▸ **The task**: From the line with "of the shrub" through the final line of the entries below, write out each line exactly and nothing else.

### Given records ###

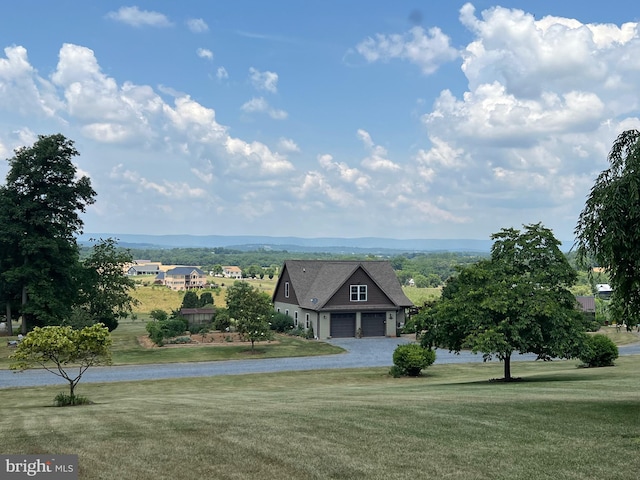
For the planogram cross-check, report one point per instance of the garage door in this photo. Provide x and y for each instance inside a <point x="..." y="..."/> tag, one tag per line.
<point x="373" y="324"/>
<point x="343" y="325"/>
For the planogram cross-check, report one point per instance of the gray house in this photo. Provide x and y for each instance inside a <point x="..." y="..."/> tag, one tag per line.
<point x="342" y="298"/>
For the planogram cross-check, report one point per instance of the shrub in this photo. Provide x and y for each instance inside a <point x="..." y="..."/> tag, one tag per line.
<point x="281" y="322"/>
<point x="598" y="351"/>
<point x="412" y="358"/>
<point x="222" y="321"/>
<point x="64" y="400"/>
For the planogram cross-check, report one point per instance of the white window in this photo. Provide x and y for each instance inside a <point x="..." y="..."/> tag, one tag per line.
<point x="358" y="293"/>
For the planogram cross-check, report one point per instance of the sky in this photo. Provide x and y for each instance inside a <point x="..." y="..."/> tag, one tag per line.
<point x="325" y="118"/>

###

▸ **Response area**:
For the planogram cross-check, report one point per instance of the shrub in this photo. Provide x and y for each instance inside a <point x="..." y="..."/> tag, one tag per line.
<point x="281" y="322"/>
<point x="598" y="351"/>
<point x="412" y="358"/>
<point x="222" y="321"/>
<point x="64" y="400"/>
For the planogram cross-check, report one point per instance of the white window in this photo. Provide x and y for each instance inside a <point x="..." y="..."/> tag, one tag per line.
<point x="358" y="293"/>
For the planogram cross-check, report one point per instance of the sky in this photo. Provide x and y for each instance inside a <point x="..." y="..."/> tag, one tag per line.
<point x="325" y="118"/>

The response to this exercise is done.